▶ **To do**: Locate the line containing "the wet nose" in the data below. Reproduce it and every following line up to the end, exactly as given.

▶ **Records for the task**:
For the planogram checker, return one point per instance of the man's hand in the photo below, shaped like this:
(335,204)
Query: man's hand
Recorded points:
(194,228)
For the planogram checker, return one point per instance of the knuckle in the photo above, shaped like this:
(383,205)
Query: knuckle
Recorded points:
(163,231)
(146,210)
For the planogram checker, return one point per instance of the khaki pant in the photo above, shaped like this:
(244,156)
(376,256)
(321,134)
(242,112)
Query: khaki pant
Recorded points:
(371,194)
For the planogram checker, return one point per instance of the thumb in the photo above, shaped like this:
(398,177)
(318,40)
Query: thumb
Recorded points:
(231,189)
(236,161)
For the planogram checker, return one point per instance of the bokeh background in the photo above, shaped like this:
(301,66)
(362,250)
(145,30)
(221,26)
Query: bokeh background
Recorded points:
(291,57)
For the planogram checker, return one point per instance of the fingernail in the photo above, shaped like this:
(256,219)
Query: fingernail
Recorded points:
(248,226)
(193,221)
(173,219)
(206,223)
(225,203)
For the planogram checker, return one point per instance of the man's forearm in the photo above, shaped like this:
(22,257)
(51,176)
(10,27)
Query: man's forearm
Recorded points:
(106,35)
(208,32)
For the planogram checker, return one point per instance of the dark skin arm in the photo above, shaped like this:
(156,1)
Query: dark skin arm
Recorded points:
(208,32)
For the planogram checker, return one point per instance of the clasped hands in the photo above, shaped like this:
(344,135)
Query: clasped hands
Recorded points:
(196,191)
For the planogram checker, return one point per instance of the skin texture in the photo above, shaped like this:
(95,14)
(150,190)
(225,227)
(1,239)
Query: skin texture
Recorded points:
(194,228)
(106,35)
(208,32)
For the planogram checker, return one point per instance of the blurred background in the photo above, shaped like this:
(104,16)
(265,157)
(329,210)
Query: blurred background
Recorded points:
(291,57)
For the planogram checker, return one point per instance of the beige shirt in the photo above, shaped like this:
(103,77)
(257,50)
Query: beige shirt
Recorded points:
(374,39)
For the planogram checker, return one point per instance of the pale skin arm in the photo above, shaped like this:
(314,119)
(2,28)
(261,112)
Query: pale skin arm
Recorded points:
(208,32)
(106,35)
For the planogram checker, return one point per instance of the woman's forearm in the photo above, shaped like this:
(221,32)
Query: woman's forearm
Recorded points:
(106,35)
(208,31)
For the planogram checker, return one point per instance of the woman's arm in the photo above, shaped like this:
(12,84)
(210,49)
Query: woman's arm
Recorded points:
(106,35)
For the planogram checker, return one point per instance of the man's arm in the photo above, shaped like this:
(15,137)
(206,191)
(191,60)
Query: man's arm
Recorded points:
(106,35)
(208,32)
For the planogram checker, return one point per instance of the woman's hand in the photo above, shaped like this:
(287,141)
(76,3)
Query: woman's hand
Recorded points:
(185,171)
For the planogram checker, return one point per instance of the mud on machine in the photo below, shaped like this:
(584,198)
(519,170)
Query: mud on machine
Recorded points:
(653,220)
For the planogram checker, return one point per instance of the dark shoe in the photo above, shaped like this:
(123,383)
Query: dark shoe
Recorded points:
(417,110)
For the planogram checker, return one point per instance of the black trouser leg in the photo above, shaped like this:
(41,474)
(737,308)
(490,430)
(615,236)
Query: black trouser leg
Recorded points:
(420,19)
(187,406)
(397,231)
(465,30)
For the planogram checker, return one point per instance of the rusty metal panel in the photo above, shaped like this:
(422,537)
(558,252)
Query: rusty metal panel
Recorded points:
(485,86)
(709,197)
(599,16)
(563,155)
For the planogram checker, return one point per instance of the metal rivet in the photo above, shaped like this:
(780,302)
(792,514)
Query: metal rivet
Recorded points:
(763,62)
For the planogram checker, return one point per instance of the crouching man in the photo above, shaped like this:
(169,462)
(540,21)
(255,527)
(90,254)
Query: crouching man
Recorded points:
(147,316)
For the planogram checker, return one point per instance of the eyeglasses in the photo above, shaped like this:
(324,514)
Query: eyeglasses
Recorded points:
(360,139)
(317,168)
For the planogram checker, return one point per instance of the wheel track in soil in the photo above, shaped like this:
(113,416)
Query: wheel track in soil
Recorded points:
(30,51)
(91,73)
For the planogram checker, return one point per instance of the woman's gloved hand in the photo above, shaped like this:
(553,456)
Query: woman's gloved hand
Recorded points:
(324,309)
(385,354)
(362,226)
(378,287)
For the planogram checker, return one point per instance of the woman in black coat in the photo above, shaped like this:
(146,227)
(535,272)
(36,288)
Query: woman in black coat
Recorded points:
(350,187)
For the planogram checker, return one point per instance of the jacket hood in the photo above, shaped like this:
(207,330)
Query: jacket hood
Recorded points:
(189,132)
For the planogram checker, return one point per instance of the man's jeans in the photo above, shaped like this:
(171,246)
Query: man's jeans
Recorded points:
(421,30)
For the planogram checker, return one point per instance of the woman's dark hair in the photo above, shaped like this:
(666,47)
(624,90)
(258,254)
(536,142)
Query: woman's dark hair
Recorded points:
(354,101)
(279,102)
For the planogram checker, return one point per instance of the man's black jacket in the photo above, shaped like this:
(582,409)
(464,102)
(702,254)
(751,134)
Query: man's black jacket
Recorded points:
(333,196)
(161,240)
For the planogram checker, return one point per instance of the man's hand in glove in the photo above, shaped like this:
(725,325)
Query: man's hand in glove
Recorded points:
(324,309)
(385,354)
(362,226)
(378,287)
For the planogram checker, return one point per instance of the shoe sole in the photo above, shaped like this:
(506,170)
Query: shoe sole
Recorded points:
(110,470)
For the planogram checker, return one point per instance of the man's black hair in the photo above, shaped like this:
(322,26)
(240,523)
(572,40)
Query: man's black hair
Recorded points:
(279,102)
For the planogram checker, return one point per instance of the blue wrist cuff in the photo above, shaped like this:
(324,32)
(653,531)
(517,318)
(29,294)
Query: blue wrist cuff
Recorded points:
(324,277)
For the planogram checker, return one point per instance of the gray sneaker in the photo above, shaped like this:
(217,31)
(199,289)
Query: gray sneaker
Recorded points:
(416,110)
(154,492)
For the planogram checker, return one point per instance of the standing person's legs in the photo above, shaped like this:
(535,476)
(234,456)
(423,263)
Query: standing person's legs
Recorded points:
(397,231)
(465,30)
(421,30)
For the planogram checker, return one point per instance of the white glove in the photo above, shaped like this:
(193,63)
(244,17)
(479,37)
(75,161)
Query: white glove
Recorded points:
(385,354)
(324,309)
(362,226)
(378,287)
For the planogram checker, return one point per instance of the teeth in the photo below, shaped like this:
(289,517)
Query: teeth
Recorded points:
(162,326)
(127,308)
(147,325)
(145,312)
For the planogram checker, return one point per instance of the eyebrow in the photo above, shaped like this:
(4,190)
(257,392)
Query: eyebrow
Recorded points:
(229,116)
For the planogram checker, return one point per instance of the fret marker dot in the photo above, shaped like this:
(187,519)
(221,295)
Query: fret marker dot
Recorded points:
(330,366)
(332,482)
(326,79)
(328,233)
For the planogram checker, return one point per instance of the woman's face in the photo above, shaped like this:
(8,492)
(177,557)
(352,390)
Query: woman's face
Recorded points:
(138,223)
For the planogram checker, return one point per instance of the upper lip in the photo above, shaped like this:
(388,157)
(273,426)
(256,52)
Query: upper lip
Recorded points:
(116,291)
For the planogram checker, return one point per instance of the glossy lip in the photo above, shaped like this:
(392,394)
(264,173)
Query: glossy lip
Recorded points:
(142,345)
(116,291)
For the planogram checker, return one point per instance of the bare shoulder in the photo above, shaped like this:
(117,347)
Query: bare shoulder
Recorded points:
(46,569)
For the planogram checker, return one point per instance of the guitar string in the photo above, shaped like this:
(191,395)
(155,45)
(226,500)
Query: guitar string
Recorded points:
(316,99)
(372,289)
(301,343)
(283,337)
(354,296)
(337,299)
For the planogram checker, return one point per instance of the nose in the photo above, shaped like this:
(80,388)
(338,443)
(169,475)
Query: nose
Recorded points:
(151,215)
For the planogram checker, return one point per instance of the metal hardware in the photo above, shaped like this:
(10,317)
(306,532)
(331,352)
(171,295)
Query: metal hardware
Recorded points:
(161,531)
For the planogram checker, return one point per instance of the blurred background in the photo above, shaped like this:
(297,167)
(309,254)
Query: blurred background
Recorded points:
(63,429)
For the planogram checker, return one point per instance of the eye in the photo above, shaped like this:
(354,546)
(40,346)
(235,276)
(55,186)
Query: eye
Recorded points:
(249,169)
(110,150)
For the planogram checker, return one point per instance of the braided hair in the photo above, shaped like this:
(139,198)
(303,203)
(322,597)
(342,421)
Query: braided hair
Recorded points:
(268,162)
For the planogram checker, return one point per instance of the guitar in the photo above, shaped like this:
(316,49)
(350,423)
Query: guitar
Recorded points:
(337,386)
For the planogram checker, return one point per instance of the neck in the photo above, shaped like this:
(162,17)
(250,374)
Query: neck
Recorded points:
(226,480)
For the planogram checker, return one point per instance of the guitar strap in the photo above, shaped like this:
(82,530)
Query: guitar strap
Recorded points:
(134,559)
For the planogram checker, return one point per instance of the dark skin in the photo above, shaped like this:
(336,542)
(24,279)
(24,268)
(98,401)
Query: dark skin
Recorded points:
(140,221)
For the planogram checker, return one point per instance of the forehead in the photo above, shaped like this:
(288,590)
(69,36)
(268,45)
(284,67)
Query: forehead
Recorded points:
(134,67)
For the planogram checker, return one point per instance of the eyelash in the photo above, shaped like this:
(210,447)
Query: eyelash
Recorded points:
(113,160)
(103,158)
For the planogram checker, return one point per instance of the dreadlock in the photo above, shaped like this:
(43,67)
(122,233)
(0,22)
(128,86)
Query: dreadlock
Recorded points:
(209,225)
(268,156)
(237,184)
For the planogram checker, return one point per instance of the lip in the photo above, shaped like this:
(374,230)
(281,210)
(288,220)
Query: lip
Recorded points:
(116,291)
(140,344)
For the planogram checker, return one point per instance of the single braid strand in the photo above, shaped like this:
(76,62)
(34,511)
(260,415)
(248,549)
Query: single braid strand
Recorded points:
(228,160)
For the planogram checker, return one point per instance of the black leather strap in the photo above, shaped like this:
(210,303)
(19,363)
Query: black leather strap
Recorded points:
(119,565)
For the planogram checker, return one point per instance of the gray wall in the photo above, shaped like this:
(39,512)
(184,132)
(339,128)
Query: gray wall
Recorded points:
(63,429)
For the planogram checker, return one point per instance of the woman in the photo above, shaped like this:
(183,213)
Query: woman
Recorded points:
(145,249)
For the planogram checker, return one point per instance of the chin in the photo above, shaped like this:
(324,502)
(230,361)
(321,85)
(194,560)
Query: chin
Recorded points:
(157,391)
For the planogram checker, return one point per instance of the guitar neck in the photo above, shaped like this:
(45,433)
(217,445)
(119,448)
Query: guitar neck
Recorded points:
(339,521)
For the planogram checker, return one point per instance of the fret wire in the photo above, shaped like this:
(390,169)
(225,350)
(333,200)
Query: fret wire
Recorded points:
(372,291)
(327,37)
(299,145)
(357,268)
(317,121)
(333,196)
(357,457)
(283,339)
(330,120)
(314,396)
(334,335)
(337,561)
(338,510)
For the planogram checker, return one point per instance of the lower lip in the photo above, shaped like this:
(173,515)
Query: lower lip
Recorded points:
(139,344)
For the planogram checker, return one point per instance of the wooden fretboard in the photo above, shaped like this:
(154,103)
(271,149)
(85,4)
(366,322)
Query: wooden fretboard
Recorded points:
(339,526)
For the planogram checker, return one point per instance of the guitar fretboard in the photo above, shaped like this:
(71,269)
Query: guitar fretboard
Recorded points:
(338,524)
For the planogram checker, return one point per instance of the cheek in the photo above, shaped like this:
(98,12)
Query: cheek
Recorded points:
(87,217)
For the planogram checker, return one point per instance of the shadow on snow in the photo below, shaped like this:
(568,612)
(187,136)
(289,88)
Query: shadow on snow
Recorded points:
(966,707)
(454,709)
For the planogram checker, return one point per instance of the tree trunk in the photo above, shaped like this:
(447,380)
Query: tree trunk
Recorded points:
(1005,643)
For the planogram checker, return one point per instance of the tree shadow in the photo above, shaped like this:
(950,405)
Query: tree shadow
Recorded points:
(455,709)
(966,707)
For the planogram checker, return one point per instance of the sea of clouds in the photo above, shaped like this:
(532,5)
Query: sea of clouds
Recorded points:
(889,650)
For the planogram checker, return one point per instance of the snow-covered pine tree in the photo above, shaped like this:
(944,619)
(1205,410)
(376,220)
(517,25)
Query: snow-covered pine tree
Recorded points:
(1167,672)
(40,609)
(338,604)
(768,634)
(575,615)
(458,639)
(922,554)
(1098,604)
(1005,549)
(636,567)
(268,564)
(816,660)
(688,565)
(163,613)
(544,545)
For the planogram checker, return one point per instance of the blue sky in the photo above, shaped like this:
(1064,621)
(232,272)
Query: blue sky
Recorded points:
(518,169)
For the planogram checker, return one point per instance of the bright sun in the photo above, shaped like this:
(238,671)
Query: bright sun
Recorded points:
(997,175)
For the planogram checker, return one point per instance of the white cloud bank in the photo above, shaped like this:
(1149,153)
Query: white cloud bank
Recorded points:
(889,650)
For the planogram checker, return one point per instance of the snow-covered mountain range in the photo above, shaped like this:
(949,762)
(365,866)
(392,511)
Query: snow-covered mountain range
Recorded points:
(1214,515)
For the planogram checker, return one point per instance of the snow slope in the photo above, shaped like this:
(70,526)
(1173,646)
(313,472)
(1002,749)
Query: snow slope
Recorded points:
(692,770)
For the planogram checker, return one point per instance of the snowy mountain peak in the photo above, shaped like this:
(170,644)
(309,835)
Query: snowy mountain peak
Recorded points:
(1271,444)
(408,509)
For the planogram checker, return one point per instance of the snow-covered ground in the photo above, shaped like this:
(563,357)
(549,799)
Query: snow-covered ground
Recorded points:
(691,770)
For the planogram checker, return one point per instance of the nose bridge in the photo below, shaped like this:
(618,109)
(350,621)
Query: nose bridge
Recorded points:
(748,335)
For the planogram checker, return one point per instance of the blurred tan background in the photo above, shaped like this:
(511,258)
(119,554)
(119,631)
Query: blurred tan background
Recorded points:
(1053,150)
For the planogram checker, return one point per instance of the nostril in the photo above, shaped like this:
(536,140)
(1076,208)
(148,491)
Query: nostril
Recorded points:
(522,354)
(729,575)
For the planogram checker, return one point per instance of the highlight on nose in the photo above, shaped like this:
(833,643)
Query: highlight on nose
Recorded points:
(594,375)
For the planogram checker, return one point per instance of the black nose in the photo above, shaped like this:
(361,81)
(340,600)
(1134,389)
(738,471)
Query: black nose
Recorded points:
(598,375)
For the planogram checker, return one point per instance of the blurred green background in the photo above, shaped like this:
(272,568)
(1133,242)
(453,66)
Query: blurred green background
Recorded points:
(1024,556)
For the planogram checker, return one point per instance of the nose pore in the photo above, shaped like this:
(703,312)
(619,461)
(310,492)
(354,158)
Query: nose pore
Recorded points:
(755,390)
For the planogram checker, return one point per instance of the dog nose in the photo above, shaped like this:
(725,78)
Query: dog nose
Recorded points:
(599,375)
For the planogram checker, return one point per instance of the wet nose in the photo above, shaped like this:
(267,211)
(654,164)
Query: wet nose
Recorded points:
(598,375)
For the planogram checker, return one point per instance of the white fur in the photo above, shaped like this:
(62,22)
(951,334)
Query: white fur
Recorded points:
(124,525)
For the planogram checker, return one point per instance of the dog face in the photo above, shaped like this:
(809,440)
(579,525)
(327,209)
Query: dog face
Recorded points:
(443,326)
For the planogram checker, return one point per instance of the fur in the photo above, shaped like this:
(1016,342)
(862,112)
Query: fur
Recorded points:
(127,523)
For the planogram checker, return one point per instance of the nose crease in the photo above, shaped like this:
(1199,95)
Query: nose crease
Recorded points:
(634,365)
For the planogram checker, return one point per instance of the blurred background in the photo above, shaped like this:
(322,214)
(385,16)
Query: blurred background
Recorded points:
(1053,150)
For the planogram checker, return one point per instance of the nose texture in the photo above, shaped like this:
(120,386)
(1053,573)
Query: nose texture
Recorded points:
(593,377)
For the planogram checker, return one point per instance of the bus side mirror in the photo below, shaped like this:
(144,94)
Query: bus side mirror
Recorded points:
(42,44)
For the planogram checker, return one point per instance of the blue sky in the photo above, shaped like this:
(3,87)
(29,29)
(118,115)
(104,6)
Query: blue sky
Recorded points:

▶ **Written reply**:
For the planogram checker, return one point per instance of the wet nose in the photo above, shaped like this:
(267,211)
(654,164)
Query: wet nose
Recorded points:
(598,375)
For the planogram checker, return one point per instance of the white fur in the photo above, shaped like this:
(62,22)
(951,334)
Query: white fur
Recorded points:
(124,525)
For the planogram checker, return one point per instance of the dog face in the photo above, shaped like this:
(809,440)
(579,525)
(327,209)
Query: dog face
Recorded points:
(443,326)
For the planogram checker, return one point per instance of the fur in the photo above, shaped like this:
(1016,342)
(862,112)
Query: fur
Recorded points:
(127,523)
For the planogram checker, return one point per instance of the nose crease in the photo above, shaped like this:
(1199,95)
Query: nose crease
Recorded points:
(634,365)
For the planogram checker, return one point per instance of the blurred background in the photo above, shaped like this:
(322,214)
(385,16)
Query: blurred background
Recorded points:
(1053,150)
For the planogram checker, return one point per instance of the nose texture in the photo above, shaped like this:
(120,386)
(1053,573)
Query: nose texture
Recorded points:
(593,377)
For the planogram checker, return one point per instance of the bus side mirror in the photo below, shaped like this:
(144,94)
Query: bus side mirror
Recorded points:
(42,44)
For the planogram checker, return one point per instance of the blue sky in the photo above, shaped like this:
(3,87)
(29,29)
(118,115)
(104,6)
Query: blue sky
Recorded points:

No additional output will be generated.